◆ **WHAT IS NEEDED**: Reproduce the material below line for line without changing anything, but leave out the image.
══════════════════════════════
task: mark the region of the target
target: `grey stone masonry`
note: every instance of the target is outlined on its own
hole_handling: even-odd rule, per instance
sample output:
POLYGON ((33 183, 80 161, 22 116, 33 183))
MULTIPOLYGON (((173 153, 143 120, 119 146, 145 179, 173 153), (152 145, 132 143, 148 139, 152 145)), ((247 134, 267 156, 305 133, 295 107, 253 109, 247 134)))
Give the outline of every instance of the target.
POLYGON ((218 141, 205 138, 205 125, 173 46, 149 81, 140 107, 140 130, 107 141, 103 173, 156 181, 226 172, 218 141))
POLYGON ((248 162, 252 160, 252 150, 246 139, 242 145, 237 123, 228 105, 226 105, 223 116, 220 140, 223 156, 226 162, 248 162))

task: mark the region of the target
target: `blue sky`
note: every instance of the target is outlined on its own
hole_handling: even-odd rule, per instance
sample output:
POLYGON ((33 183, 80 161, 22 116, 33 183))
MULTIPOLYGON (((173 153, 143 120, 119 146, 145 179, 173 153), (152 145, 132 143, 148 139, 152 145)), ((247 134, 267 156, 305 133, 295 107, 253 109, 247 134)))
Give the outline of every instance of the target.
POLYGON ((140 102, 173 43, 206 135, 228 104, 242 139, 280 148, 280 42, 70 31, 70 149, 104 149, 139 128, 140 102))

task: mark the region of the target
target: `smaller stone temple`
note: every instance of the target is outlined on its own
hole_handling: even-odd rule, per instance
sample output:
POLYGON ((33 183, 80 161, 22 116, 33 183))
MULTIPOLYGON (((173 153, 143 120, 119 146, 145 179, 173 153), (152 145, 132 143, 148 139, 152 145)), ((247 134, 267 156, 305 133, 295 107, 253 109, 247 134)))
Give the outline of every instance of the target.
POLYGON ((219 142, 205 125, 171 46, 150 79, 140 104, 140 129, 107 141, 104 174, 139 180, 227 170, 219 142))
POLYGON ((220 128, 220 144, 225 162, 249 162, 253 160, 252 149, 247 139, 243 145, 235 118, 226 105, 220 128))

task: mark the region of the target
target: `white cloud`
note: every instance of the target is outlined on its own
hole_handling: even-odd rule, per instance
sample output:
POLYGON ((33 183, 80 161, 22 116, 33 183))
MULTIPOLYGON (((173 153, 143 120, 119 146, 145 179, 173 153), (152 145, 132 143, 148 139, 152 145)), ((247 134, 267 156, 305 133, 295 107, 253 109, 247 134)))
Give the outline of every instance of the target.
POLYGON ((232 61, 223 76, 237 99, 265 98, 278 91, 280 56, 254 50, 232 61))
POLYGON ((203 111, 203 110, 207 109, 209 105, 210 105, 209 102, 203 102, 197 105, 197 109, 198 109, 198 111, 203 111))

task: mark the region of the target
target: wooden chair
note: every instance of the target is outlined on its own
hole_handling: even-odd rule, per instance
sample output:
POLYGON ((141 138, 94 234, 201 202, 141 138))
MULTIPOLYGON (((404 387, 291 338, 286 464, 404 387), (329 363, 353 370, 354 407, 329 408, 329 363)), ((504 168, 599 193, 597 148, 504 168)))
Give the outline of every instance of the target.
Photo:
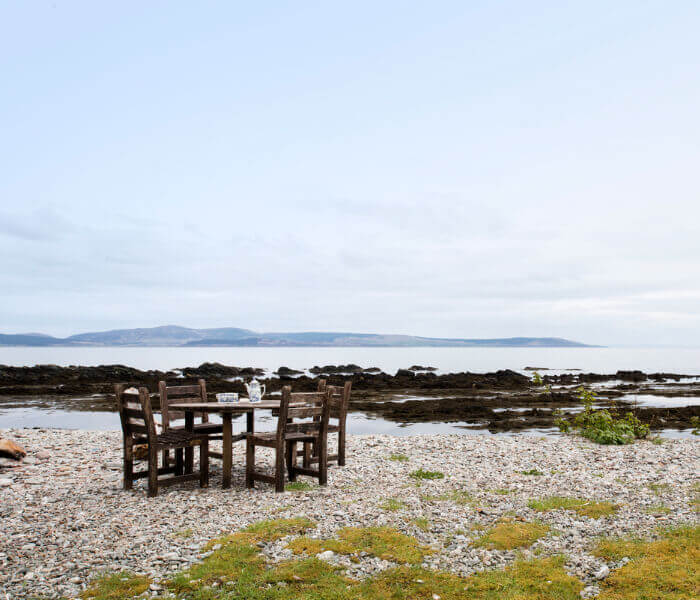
══════════════════════════════
◆ **REPLY**:
task: mark the region of the target
target: `grey stone masonry`
note: every instance of the target is outlined on its own
hole_handling: even-odd rule, per instance
sample output:
POLYGON ((33 183, 80 161, 22 116, 33 183))
MULTIPOLYGON (((173 153, 143 120, 119 146, 145 179, 173 153), (152 145, 132 143, 148 139, 152 145)), ((247 134, 267 156, 305 133, 295 107, 253 109, 247 134)))
Give the outline of every instance of the target.
POLYGON ((218 141, 205 138, 205 125, 173 46, 149 81, 140 107, 140 130, 107 141, 103 173, 156 181, 226 172, 218 141))
POLYGON ((248 162, 252 160, 252 150, 246 139, 242 145, 237 123, 228 105, 226 105, 223 116, 220 140, 223 156, 226 162, 248 162))

task: mark the region of the target
target: `blue sky`
note: every instance of the target is outlined on its own
hole_handling: even-odd rule, per instance
sample output:
POLYGON ((33 183, 80 161, 22 116, 33 183))
MULTIPOLYGON (((173 153, 143 120, 119 146, 145 179, 173 153), (152 145, 132 143, 148 139, 152 145)), ((247 134, 267 156, 305 133, 295 107, 253 109, 247 134)))
Give the outline of every instance of the target.
POLYGON ((140 102, 173 43, 206 135, 228 104, 242 139, 280 148, 280 42, 70 31, 70 149, 104 149, 139 128, 140 102))

task: mark the region of the target
target: `smaller stone temple`
note: every instance of the target is outlined on its own
hole_handling: even-odd rule, per instance
sample output:
POLYGON ((33 183, 80 161, 22 116, 33 183))
MULTIPOLYGON (((173 153, 143 120, 119 146, 145 179, 173 153), (152 145, 132 143, 148 139, 152 145)), ((247 134, 267 156, 305 133, 295 107, 253 109, 247 134)))
Give the outline of every instance of the target.
POLYGON ((219 142, 205 125, 171 46, 150 79, 140 104, 140 129, 107 141, 104 174, 139 180, 227 170, 219 142))
POLYGON ((220 128, 220 144, 225 162, 249 162, 253 160, 252 149, 247 139, 243 145, 235 118, 226 105, 220 128))

task: mark the region of the target
target: `white cloud`
note: every instance of the target is outlined on its own
hole_handling: even-odd rule, per instance
sample output:
POLYGON ((33 183, 80 161, 22 116, 33 183))
MULTIPOLYGON (((173 153, 143 120, 119 146, 145 179, 173 153), (152 145, 132 143, 148 139, 152 145)), ((247 134, 267 156, 305 133, 295 107, 253 109, 247 134)))
Give the outline of every instance of the target.
POLYGON ((232 61, 223 76, 237 99, 265 98, 278 91, 280 56, 254 50, 232 61))
POLYGON ((203 111, 203 110, 207 109, 209 105, 210 105, 209 102, 203 102, 197 105, 197 109, 198 109, 198 111, 203 111))

task: mark the region of the target
target: wooden chair
note: every instance of the target is outlined on its own
hole_handling: even-odd rule, per instance
sample output:
POLYGON ((141 138, 94 234, 201 202, 141 138))
MULTIPOLYGON (((404 387, 291 338, 286 464, 404 387), (329 363, 353 370, 354 407, 329 408, 329 363)), ((504 168, 599 193, 597 148, 504 168)))
Give the outline of every instance of the target.
Photo:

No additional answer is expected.